Exercise brief
Pick up the passage on ASX's COVID-19 capital raising and reporting guidance and keep writing from its last sentence.

ASX has also advised that it supports the guidance given by ASIC in its "Market Integrity Update – COVID-19 Special Issue – 31 March 2020" which clarified ASIC's expectations regarding fair treatment of retail shareholders in capital raisings. Importantly, as part of its relief measures, ASIC has increased the allowable suspension period for listed entities undertaking "low doc" offers (including rights offers, placements and SPPs) to include listed entities that have been suspended for a total of up to 10 days in the previous 12-month period (the previously allowable limit was up to 5 days in the previous 12-month period).
ASX also reiterated its expectation that capital raising will be conducted in the best interest of the entity – such as the need for quick and certain capital and that the capital raising relief being provided will not be abused by listed entities.
ASX has provided some guidance and relief on the reporting requirements of listed entities. The key reporting requirements dealt with by ASX in its compliance update are detailed below.
- Reporting relief for listed entities with a 30 September, 31 December or 31 March balance date: ASX has indicated that it is open to granting individual waivers to listed entities with a 30 September, 31 December or 31 March balance date requesting an extension to the deadlines for filing their financial statements in circumstances where there has been unavoidable delay in having financial statements audited or reviewed. ASX will assess this on a case-by-case basis.
- Quarterly reporters: ASX has indicated that it is unlikely to agree to an extension to quarterly reporters for the filing of quarterly cash flow or quarterly activity reports, as these reports are not generally audited or reviewed.

Data provided
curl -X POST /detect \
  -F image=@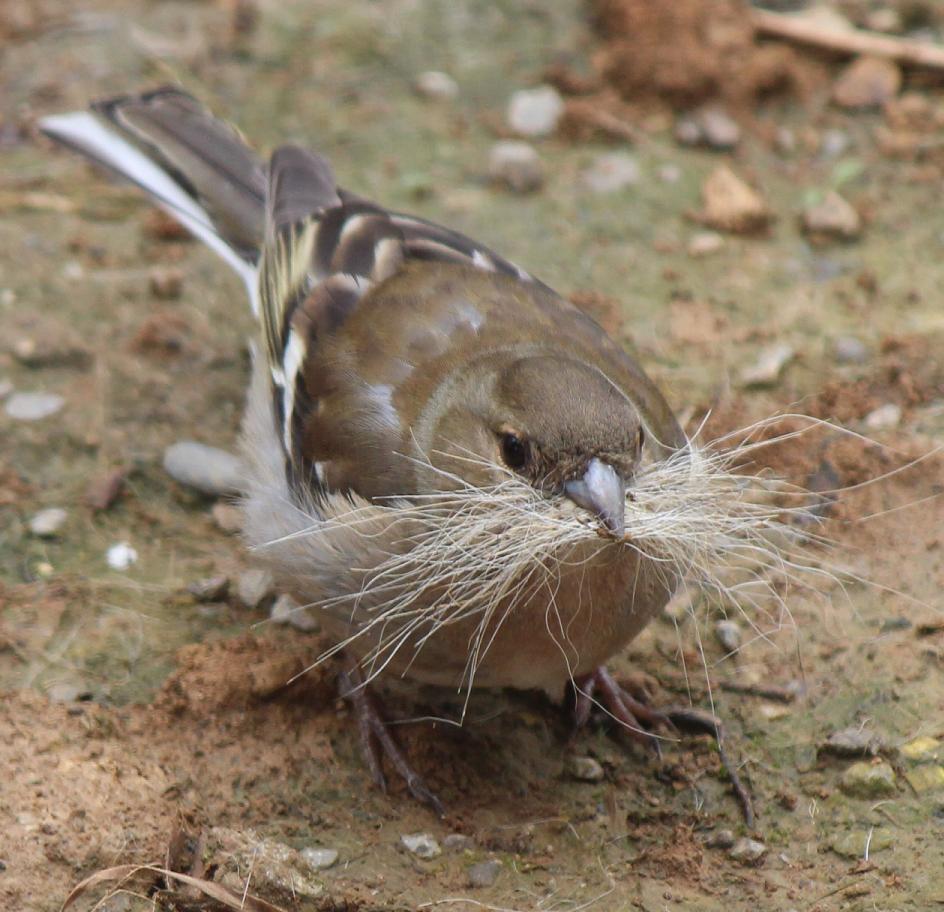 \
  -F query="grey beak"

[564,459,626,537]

--

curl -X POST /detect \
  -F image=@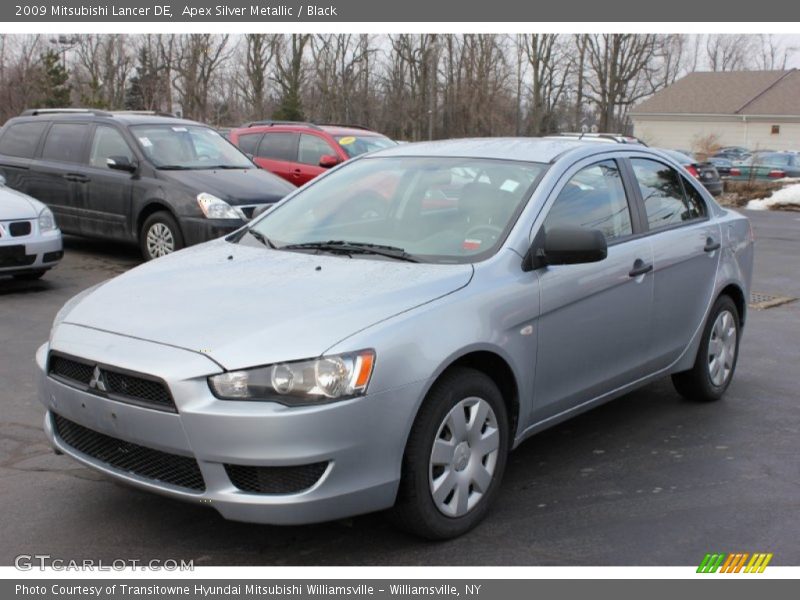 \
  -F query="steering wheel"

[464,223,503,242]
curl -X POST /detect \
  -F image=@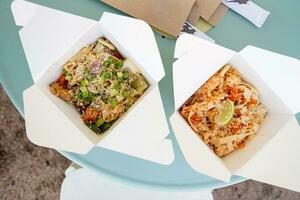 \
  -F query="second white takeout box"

...

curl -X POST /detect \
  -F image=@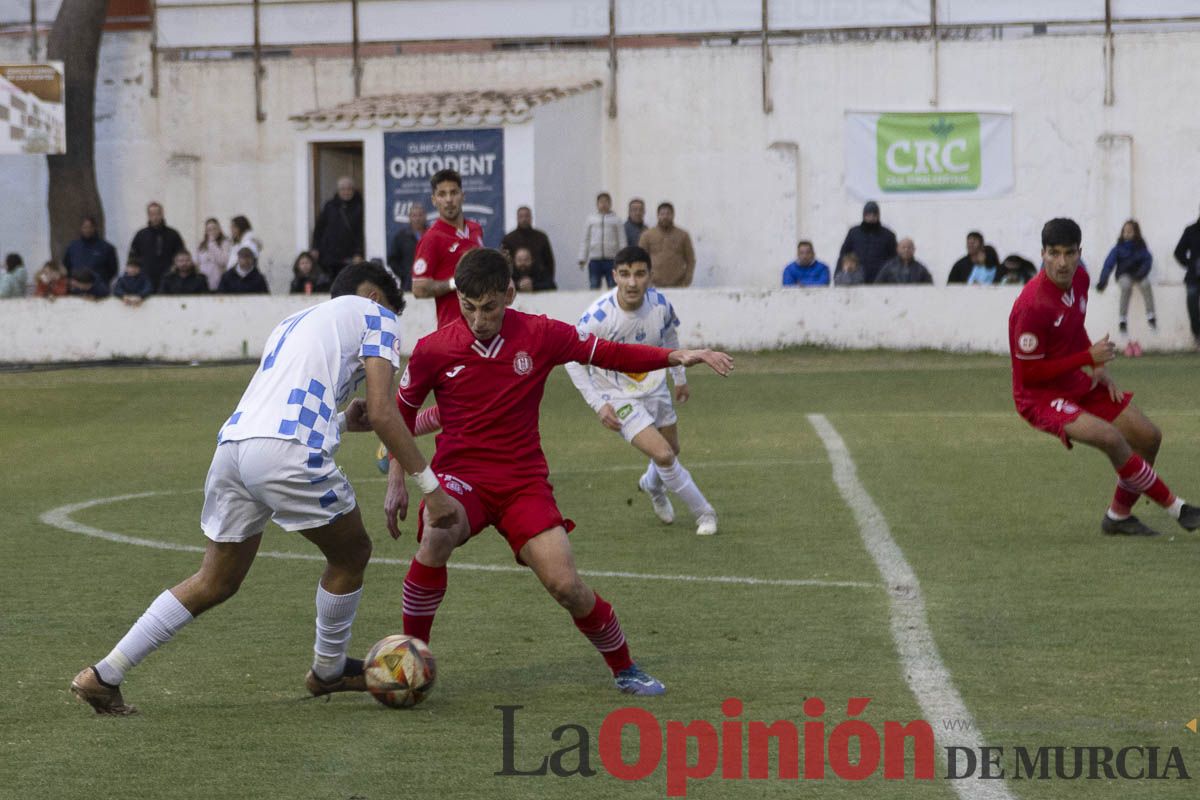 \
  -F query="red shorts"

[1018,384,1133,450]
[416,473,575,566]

Answer to the exercise
- ASX/NZX dual-listed entities: The NZX recently announced that it had granted a class waiver extending the deadlines for filing financial statements and annual reports for NZX listed entities with balance dates between 30 September and 31 May. ASX has granted an equivalent class waiver under to dual listed ASX/NZX entities incorporated in New Zealand and admitted to ASX as a standard ASX Listing, extending the reporting deadlines to the substituted deadlines provided in the NZX class waiver.
Annual General Meetings (AGM)
ASX has also confirmed that it supports the guidance given by ASIC in its media release "Guidelines for meeting upcoming AGM and financial reporting requirement" in which ASIC confirmed it will take no action if an AGM is postponed for two months (until the end of July 2020) and promoted the use of appropriate technology to hold an AGM during this time.
In addition to ensuring continued compliance with the ASX listing rules during the COVID-19 pandemic, boards of ASX-listed entities should be carefully monitoring their current revenue streams and liquidity position and ensure they remain informed about the relief available to them to determine whether their financial situation warrants taking advantage of any relief.
Boards should also be continually updated by management with respect to financial or operational changes in the business as a result of COVID-19 to determine whether any announcements to the market is required to be made.